● Instructions to follow
The line holding "photograph in the photo above." and all lines that follow it to the end of the data: return these exactly, and nothing more.

[Photo-based referring expression data]
*-*-*

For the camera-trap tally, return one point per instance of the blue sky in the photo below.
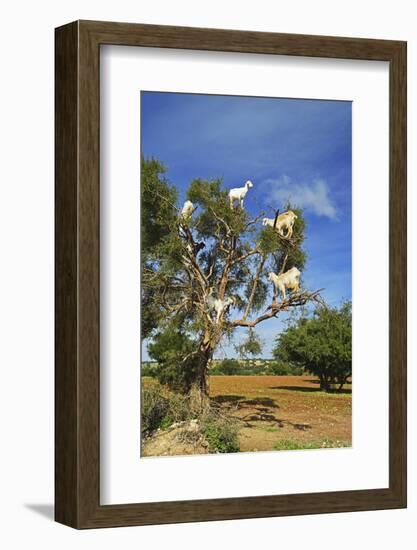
(289, 148)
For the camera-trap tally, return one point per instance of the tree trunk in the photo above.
(206, 350)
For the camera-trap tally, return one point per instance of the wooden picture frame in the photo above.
(77, 372)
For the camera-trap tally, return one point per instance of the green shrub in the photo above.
(149, 369)
(325, 443)
(160, 408)
(154, 408)
(221, 436)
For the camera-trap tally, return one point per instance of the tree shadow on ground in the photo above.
(228, 399)
(261, 401)
(312, 390)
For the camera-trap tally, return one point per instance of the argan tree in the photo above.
(180, 278)
(321, 344)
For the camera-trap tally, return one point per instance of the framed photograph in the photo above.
(230, 274)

*-*-*

● Result for this task
For the camera-trap tally, return one point per instance of the framed photograph in the photo above.
(230, 274)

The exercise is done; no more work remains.